[Job] Which lines of the listing below contain the string "instance"? Report each of them in full.

[Information shown]

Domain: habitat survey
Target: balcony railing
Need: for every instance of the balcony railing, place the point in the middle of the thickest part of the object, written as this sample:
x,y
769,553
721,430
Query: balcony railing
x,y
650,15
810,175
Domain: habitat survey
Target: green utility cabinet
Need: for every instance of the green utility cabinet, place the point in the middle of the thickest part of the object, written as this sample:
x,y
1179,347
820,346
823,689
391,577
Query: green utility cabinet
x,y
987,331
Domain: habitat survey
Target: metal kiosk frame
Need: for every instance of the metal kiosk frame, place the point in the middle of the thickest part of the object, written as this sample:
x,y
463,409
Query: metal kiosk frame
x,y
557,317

==

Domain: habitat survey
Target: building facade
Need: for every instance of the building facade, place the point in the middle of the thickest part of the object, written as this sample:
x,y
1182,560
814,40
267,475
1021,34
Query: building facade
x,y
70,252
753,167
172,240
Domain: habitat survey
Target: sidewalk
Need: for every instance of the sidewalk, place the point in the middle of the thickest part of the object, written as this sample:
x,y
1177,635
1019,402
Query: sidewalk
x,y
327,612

[The result]
Need: for every instance of the balcony railing, place the point in the middle of the thickest part of the object, written as this sample:
Need: for every instance of the green utility cabinet, place the point in the middle of the thickest part of the object, written as this sample:
Need: for every instance of the metal kiosk frame, place the point in the middle of the thickest part of the object, written as this sample:
Need: for every instance of the building facade, place the point in the middle of the thickest part of the object, written as this sample:
Need: for every instance of the sidewalk, place the point in the middle of the thickest part of the object, written as this sample:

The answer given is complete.